## Objective:
Return, character for character, the stretch of rows from the line containing "[Batch job #auto] Object class: cloud." through the end of the rows, both ends included.

Box annotation data rows

====================

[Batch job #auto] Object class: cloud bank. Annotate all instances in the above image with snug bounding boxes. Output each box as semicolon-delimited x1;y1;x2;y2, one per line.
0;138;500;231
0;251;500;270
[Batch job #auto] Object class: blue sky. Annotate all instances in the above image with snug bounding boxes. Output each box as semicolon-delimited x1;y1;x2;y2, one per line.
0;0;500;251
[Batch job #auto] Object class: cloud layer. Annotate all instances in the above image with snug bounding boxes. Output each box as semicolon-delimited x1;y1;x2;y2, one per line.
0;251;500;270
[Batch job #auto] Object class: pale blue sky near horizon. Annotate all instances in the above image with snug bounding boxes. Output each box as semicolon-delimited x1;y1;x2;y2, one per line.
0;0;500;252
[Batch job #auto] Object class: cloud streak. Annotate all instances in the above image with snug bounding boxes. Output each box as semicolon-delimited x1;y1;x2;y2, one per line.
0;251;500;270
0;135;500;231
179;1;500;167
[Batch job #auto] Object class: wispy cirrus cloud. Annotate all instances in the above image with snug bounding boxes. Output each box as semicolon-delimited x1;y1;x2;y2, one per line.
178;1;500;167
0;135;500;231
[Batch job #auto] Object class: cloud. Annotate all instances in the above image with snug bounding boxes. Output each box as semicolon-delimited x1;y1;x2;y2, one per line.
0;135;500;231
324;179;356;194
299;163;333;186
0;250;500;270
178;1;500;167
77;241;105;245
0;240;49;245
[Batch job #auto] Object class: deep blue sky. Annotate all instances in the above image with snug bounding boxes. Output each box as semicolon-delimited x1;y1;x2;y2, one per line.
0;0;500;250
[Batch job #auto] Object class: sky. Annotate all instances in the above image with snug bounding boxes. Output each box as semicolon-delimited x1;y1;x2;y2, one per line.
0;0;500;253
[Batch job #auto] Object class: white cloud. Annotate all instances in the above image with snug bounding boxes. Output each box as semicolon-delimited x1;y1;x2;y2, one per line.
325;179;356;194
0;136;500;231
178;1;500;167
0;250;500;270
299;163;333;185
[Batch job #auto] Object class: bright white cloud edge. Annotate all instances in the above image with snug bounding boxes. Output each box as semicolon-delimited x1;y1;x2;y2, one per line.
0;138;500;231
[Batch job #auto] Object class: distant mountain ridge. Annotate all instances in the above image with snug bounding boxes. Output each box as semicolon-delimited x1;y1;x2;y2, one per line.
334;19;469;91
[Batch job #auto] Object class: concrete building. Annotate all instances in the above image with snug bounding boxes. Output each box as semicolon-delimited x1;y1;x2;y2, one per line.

====================

## Solution to the exercise:
[Batch job #auto] Object class: cloud. Annotate all instances in the above image with snug bounding boxes. Output each box as semicolon-delimited x1;y1;x2;y2, one per line.
0;135;500;231
324;179;356;194
299;163;333;186
0;250;500;270
178;1;500;167
77;241;105;245
0;240;49;245
[Batch job #auto] Object class: deep blue sky. Annotate all instances in the above image with snug bounding boxes. Output each box as semicolon-delimited x1;y1;x2;y2, one per line.
0;0;500;250
[Batch job #auto] Object class: sky. Annotate all instances in the above image with snug bounding boxes. Output each box as semicolon-delimited x1;y1;x2;y2, one per line.
0;0;500;253
[Batch job #auto] Object class: white cloud. Annotate all instances in the above image with snug bounding boxes. Output each box as semicolon-delimited x1;y1;x2;y2, one per line.
325;179;356;194
0;136;500;231
178;1;500;167
0;250;500;270
299;163;333;185
[Batch job #auto] Object class: bright white cloud edge. Annotate all instances in the above image with snug bounding boxes. Output each box as semicolon-delimited x1;y1;x2;y2, one per line.
0;138;500;231
[Batch job #auto] Object class: distant mountain ridge. Annotate all instances in the above image with snug bounding boxes. Output each box as semicolon-delimited x1;y1;x2;y2, one per line.
334;19;469;91
[Batch job #auto] Object class: concrete building. Annotate all instances in the above image with snug bounding boxes. Output each box as semicolon-delimited x1;y1;x2;y2, one per line.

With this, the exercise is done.